▶ [DATASET]:
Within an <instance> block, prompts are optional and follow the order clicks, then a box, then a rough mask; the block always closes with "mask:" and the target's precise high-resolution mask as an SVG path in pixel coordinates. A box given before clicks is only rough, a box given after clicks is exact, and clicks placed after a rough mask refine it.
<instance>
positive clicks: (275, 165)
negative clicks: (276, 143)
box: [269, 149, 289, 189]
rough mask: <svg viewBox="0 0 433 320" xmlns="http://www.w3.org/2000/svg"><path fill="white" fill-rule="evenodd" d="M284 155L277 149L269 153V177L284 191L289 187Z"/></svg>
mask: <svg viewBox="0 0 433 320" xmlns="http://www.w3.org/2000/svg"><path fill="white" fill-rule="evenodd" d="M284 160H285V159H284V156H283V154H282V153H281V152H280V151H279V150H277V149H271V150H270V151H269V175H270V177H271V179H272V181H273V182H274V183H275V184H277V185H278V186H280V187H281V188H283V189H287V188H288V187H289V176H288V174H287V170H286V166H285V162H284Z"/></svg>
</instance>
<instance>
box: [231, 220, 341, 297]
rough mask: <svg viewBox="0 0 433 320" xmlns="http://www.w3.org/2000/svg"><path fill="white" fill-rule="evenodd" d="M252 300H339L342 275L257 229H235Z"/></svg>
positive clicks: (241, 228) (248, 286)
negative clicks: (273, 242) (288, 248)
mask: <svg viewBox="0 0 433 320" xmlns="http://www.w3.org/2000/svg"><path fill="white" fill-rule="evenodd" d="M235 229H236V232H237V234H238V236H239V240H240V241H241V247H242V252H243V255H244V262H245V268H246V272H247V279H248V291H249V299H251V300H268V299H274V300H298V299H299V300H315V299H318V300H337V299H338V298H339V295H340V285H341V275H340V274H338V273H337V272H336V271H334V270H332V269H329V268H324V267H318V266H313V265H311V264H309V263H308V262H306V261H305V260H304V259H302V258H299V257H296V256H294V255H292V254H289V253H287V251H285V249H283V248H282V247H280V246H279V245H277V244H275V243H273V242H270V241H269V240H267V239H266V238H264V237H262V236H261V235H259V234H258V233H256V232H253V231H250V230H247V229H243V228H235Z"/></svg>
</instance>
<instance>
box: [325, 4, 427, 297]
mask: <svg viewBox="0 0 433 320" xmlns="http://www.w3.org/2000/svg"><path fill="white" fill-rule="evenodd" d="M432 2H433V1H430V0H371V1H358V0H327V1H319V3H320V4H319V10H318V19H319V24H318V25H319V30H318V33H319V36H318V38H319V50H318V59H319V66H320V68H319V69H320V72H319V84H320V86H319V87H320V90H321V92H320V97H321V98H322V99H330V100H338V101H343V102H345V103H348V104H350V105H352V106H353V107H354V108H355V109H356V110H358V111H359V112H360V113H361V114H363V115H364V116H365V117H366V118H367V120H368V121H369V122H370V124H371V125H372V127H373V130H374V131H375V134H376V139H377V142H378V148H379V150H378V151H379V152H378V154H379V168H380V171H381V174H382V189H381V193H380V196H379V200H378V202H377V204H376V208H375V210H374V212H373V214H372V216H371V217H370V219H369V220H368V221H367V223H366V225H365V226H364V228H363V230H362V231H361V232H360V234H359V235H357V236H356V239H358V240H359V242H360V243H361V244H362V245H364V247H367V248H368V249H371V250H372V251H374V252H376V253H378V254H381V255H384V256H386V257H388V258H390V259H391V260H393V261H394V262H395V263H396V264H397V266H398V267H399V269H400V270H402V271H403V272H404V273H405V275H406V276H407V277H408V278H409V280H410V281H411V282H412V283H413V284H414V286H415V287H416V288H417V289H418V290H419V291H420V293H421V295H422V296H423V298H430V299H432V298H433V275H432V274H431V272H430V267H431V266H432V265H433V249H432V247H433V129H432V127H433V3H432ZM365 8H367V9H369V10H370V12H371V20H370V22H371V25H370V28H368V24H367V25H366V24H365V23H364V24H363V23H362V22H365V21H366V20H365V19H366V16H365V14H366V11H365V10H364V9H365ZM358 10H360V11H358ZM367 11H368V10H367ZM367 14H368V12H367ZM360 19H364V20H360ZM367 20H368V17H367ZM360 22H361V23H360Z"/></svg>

▶ [EXERCISE DETAILS]: Scan the listing for the word "positive". Copy every line in which it appears.

▶ [EXERCISE SOLUTION]:
positive clicks: (275, 165)
positive clicks: (241, 228) (248, 286)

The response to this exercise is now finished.